=== Exercise brief ===
In the article on virus infection rates, which area is the worst hit when cases are counted per capita?

As the CPP virus swipes through the United States, much attention has been paid to the situation in large cities. That’s not, however, where the rate of infection has been the highest.
The epidemic has been the most concentrated in three suburbs around New York City as well as in New Orleans.
While New York City has the highest number of confirmed cases, over 57,000, when counted per capita, the worst hit is Rockland County, a neighboring suburb of some 325,000 on the west side of the Hudson River.
More than one in 67 Rockland residents has tested positive, a rate over twice as high as in New York City.
Westchester County, a large suburb across the river from Rockland, has about one in 74 residents confirmed infected, a total of more than 13,000 cases as of April 3, according to the state’s Department of Health.
New Orleans, the largest city in Louisiana with a population of nearly 400,000, is the third most affected area in the nation, with more than 1 in 100 testing positive.
Nassau County, a large suburban area on Long Island just east of Queens, is in a similar situation with nearly one in 100 residents confirmed as infected.
In New York City and Westchester, it appears the pace of the epidemic has somewhat plateaued. Not so in Rockland, where the rate of infection still seems to be rapidly accelerating. Nassau, as well as the Suffolk and Orange counties, have experienced a quickening of the spread as well.
The CCP virus, also known as the novel coronavirus, broke out in Wuhan, China, around November and was allowed to spread around the world due to the coverup by the Chinese Communist Party (CCP).
More than a million people have been confirmed as infected and nearly 64,000 have died. In the United States, over 300,000 tested positive and over 8,000 died. New York state has more than 3,500 dead. Louisiana over 400.
A prognosis published by researchers under the University of Washington in Seattle expects the peak of the epidemic in 12 days, when the death rate could reach between about 1,200 and 4,100 in a single day.

=== Stored data ===
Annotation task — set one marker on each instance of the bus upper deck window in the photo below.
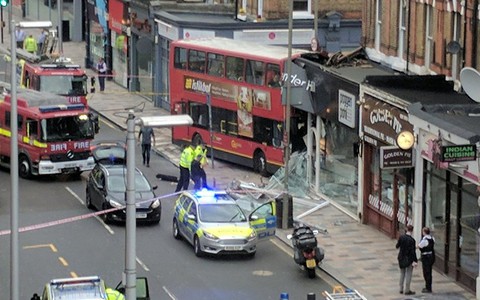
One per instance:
(180, 59)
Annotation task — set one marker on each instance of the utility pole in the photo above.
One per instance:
(14, 274)
(130, 232)
(286, 139)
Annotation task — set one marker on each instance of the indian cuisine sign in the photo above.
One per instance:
(458, 153)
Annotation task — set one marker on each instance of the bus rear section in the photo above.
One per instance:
(232, 91)
(54, 136)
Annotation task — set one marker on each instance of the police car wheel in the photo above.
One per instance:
(176, 233)
(105, 217)
(311, 273)
(197, 247)
(88, 200)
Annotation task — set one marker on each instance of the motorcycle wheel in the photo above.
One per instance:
(311, 273)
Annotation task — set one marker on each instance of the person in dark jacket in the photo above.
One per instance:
(426, 247)
(407, 259)
(196, 172)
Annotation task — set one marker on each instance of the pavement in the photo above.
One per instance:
(359, 256)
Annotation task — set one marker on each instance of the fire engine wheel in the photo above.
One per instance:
(260, 163)
(24, 167)
(197, 140)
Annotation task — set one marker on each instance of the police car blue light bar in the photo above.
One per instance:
(52, 108)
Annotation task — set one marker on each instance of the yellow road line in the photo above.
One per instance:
(63, 261)
(51, 246)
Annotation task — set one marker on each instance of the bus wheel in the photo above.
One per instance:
(24, 167)
(260, 163)
(197, 140)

=== Result of this task ===
Rockland County